What you have to do ->
Determine how many lines in the rows below contain the string "green", matching case exactly. Reply with that number alone.

Input material ->
::::::

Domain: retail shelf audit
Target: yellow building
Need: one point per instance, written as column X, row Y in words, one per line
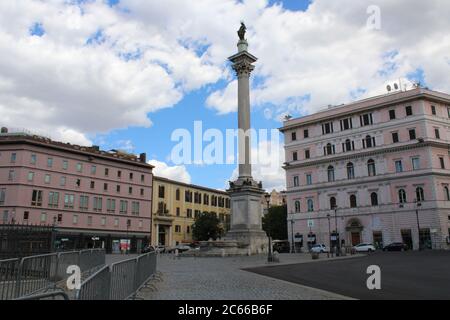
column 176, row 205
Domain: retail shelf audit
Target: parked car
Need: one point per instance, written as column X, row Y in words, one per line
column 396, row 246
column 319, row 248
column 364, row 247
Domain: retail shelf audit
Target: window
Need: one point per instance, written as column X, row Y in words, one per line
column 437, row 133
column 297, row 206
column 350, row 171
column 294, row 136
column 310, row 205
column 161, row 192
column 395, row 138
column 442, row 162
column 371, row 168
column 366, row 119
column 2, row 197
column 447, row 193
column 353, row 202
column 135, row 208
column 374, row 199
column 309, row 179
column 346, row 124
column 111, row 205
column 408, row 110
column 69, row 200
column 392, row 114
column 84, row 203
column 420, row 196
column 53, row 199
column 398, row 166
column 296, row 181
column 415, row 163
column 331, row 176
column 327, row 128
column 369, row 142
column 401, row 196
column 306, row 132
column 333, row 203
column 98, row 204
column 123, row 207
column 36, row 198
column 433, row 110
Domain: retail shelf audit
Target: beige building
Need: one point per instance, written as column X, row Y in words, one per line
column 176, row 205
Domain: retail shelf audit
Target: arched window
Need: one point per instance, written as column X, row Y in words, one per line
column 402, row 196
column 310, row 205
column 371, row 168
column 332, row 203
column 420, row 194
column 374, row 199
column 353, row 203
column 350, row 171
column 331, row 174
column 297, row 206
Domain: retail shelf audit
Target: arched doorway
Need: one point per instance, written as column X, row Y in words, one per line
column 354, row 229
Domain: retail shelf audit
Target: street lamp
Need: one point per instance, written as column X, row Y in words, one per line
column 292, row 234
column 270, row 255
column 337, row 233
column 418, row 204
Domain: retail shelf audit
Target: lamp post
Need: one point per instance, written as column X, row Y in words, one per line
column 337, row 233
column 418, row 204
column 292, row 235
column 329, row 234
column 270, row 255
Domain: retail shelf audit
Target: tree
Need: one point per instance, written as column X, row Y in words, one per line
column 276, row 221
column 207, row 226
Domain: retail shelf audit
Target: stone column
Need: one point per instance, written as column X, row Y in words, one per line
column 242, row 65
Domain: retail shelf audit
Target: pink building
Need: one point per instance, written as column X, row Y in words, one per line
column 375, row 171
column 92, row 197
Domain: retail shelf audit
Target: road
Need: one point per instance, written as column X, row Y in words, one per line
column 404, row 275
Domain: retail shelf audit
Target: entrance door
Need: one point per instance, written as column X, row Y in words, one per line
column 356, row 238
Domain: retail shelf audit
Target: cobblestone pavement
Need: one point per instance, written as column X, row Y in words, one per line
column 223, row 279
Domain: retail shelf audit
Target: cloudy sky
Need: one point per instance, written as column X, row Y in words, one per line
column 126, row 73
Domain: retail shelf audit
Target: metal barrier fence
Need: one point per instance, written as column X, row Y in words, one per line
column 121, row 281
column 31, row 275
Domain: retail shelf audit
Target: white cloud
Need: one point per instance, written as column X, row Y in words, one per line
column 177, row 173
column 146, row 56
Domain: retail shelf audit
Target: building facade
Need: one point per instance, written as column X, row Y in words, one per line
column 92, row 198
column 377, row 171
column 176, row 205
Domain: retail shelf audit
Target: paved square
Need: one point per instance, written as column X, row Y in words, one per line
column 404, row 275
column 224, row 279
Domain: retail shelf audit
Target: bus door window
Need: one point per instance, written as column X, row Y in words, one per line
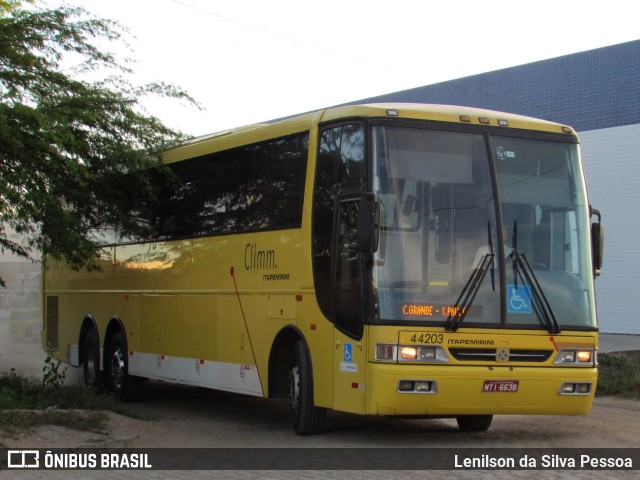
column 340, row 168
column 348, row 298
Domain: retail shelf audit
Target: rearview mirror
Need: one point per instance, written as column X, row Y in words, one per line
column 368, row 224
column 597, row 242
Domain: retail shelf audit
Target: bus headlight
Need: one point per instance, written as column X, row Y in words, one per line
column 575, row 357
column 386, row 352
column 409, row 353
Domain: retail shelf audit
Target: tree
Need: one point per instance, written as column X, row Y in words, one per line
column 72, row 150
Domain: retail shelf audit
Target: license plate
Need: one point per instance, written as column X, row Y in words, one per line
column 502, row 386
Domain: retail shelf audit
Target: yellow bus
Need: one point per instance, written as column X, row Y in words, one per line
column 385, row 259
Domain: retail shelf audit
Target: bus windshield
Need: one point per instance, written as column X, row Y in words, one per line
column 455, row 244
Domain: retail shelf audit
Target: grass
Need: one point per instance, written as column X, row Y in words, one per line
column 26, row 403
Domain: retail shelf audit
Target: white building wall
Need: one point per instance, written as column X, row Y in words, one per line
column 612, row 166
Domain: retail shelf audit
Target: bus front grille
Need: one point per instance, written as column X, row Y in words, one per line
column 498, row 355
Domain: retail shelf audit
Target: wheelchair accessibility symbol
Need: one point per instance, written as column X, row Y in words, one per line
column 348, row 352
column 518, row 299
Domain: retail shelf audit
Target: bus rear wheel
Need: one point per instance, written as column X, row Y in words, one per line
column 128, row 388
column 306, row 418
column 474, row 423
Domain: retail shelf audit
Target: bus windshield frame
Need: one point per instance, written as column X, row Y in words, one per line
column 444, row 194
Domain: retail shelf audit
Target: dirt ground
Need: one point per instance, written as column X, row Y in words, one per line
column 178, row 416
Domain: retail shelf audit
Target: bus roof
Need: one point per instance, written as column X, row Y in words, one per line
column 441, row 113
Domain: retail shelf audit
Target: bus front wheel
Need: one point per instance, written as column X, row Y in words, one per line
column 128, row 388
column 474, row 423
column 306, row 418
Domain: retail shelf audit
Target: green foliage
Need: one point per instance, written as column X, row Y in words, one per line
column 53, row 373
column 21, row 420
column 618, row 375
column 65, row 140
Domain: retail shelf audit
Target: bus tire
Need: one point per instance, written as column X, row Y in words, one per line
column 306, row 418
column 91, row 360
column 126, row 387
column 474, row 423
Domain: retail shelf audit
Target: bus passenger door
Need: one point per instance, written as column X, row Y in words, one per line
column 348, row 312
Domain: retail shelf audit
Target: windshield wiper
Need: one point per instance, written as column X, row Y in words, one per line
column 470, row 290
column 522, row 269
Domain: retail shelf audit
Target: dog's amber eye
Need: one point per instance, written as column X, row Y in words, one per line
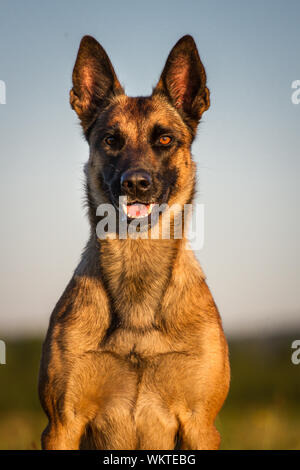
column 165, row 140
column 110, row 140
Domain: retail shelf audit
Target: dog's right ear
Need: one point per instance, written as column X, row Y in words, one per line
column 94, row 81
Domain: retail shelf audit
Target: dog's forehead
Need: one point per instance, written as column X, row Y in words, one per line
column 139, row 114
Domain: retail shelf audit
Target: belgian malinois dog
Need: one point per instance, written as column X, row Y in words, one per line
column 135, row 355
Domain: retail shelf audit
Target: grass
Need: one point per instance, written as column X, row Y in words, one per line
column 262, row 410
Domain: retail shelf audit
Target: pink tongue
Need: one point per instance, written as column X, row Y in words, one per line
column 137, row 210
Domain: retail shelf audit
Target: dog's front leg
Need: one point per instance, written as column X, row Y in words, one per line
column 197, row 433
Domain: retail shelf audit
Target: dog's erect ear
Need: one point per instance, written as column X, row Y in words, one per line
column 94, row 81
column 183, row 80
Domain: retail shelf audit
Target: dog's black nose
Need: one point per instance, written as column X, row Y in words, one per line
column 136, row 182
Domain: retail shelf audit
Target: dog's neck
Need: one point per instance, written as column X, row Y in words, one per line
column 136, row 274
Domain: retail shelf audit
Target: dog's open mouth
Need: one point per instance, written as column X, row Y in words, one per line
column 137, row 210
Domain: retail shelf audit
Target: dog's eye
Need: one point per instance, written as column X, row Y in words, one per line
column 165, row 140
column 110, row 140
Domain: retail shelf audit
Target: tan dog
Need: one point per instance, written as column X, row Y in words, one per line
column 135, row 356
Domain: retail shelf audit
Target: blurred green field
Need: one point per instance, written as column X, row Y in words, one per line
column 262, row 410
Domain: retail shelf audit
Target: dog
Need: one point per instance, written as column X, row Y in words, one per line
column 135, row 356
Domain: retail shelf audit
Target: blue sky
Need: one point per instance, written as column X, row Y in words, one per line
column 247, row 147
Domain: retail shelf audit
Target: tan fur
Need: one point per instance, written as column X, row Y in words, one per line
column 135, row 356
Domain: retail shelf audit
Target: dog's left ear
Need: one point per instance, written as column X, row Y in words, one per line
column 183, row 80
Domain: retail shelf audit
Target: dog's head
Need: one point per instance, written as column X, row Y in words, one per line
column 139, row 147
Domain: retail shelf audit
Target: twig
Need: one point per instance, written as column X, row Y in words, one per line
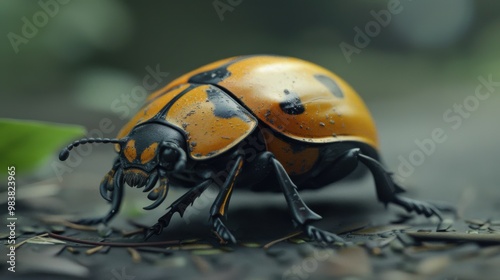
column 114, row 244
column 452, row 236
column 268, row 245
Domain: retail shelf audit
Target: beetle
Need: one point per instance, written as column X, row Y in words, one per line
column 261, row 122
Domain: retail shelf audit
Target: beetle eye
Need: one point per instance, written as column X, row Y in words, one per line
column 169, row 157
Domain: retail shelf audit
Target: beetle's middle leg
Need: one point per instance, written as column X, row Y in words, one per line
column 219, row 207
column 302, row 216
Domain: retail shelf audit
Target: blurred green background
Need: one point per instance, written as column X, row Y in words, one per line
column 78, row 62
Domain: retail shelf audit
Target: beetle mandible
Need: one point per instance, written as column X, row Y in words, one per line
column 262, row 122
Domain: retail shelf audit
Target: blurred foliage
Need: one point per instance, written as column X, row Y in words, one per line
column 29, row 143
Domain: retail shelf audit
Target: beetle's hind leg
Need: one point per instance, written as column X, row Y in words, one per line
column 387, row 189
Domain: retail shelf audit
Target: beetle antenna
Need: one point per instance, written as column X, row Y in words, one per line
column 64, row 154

::::::

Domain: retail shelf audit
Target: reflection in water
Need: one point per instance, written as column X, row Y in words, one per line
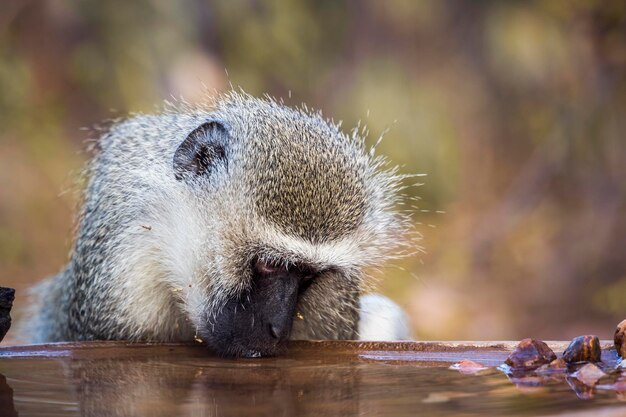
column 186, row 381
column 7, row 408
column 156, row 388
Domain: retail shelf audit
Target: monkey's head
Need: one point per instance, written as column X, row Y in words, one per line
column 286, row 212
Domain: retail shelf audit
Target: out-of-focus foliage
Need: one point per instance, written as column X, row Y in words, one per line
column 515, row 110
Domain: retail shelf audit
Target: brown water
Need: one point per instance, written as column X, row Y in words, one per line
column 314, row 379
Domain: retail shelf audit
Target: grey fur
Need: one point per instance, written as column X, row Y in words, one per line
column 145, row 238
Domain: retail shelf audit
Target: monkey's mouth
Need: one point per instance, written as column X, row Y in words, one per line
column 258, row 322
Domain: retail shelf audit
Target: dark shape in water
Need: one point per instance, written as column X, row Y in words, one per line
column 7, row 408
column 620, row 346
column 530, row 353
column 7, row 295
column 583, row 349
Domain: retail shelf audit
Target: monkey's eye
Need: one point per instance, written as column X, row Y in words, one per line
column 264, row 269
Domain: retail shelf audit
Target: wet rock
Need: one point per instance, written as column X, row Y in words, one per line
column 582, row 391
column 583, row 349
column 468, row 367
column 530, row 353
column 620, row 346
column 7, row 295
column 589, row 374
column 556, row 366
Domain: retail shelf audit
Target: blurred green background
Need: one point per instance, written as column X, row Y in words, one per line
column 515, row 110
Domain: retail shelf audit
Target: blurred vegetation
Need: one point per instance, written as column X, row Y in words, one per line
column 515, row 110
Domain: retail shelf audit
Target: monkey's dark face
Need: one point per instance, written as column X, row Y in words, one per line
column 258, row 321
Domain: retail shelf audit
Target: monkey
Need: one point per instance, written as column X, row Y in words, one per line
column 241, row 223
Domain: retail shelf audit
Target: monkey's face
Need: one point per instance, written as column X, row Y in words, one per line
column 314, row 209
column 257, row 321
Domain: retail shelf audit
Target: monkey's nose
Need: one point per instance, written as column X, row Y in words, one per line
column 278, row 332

::::::

Answer to this task ->
4